**Exercise**. Select every line of the items below that contains the word "paved", and copy each one in full.

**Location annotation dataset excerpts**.
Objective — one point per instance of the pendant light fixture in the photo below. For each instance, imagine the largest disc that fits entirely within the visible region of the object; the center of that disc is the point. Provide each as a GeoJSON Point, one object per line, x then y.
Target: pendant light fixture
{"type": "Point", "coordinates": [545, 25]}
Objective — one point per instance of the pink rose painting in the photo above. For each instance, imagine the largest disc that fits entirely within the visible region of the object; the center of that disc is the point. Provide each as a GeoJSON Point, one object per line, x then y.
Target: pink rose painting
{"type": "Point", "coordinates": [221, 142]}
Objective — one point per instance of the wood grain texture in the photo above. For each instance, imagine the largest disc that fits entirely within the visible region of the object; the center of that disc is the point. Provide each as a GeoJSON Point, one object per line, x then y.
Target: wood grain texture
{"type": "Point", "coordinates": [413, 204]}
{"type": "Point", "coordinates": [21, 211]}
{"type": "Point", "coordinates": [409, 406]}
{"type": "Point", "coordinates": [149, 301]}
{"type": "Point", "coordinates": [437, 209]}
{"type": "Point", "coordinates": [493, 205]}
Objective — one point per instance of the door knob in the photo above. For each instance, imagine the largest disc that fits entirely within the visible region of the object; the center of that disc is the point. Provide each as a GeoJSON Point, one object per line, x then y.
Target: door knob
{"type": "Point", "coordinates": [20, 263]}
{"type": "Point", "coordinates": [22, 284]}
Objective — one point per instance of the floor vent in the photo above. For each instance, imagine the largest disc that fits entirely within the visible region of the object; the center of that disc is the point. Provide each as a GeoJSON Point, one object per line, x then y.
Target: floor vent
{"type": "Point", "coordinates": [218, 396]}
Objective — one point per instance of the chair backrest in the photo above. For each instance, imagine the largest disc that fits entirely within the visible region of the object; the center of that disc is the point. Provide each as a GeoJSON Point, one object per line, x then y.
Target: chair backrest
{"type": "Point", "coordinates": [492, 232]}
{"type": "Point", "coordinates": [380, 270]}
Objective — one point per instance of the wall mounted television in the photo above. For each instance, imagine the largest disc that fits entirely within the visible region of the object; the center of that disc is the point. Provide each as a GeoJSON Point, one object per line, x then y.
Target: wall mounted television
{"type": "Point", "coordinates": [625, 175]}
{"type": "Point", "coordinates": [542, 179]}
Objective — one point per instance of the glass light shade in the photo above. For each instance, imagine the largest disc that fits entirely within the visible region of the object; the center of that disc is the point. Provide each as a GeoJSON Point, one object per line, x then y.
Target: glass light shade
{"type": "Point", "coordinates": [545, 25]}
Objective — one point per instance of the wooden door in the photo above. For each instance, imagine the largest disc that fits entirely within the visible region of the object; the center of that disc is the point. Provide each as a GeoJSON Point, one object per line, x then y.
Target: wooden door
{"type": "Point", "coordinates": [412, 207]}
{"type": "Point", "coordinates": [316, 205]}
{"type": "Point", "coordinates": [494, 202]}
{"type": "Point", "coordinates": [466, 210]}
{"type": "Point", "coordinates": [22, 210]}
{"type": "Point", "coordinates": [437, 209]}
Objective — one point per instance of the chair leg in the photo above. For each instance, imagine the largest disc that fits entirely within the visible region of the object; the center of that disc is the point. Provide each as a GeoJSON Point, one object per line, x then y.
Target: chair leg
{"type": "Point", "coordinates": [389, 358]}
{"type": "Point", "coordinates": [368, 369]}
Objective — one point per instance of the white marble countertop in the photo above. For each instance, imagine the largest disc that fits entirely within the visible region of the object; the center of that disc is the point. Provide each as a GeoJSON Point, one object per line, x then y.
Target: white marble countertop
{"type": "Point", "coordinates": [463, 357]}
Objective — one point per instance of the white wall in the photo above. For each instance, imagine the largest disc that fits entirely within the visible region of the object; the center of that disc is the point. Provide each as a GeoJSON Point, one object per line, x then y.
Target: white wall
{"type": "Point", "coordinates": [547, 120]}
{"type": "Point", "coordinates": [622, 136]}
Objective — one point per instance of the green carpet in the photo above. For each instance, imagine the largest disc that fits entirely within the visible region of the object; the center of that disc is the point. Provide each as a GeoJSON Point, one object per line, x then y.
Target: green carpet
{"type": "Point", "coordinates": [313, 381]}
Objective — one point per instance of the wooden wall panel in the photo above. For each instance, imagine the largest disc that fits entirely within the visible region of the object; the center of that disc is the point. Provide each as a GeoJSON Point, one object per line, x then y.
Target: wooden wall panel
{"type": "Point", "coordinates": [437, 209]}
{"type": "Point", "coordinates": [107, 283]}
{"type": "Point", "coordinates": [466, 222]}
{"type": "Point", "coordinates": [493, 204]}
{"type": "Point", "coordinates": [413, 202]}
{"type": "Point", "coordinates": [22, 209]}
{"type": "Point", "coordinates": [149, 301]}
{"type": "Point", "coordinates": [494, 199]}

--

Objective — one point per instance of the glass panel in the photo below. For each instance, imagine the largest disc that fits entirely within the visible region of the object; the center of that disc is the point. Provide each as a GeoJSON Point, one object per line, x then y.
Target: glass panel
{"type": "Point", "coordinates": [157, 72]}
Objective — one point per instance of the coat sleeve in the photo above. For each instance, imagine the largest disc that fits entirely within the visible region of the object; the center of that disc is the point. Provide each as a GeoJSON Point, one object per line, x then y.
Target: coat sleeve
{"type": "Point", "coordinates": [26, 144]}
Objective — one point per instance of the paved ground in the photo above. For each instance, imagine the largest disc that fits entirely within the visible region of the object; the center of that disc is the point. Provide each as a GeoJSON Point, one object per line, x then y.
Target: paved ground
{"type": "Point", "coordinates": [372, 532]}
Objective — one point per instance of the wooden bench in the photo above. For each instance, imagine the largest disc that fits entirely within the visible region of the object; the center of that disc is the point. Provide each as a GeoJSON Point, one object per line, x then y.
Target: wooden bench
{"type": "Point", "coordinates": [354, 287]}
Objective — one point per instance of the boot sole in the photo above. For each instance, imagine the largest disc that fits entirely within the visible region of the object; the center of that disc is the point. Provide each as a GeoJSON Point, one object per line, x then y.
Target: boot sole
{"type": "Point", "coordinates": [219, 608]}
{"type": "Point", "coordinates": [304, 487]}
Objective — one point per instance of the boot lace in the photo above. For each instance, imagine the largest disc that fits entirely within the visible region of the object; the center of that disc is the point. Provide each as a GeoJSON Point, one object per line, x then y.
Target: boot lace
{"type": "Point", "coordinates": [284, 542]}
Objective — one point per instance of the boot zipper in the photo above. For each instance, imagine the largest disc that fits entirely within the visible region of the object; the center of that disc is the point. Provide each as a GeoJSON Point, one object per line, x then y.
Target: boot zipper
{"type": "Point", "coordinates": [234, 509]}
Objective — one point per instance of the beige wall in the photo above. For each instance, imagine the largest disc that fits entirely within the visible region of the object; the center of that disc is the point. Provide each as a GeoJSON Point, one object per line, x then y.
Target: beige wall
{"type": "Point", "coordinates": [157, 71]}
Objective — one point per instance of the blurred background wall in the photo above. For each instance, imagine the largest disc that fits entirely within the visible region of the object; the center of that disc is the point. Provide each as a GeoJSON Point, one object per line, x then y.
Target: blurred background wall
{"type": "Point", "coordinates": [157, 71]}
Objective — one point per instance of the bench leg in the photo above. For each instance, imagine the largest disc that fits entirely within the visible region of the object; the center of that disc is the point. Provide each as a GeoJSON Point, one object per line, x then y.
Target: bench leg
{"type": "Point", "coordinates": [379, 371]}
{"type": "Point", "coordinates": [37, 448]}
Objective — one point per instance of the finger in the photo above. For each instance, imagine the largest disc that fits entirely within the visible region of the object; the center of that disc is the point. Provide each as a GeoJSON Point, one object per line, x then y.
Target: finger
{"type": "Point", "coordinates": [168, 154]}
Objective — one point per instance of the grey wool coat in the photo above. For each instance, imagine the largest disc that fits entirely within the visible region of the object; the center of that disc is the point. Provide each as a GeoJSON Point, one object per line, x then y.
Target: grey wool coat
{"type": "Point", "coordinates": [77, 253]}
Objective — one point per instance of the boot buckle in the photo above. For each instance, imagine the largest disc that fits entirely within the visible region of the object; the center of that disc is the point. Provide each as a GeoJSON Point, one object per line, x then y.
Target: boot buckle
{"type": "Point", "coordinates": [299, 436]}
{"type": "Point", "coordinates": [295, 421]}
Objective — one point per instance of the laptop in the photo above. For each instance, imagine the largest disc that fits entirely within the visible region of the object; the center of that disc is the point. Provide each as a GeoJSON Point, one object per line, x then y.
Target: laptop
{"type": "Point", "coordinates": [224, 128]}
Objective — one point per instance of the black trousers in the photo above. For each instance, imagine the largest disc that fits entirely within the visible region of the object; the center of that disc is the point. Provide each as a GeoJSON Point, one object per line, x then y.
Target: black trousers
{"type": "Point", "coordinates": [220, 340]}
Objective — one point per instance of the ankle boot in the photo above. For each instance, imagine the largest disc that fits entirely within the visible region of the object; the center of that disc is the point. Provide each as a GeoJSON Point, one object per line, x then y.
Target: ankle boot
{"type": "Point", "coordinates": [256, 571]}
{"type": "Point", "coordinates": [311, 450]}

**Solution to this problem**.
Objective — one point per instance of the paved ground in the photo above. For each instance, imagine the largest disc that fits entirely within the visible region of the object; the center of that disc is the point. Provide each as a GeoJSON Point, one object per line, x then y.
Target: paved ground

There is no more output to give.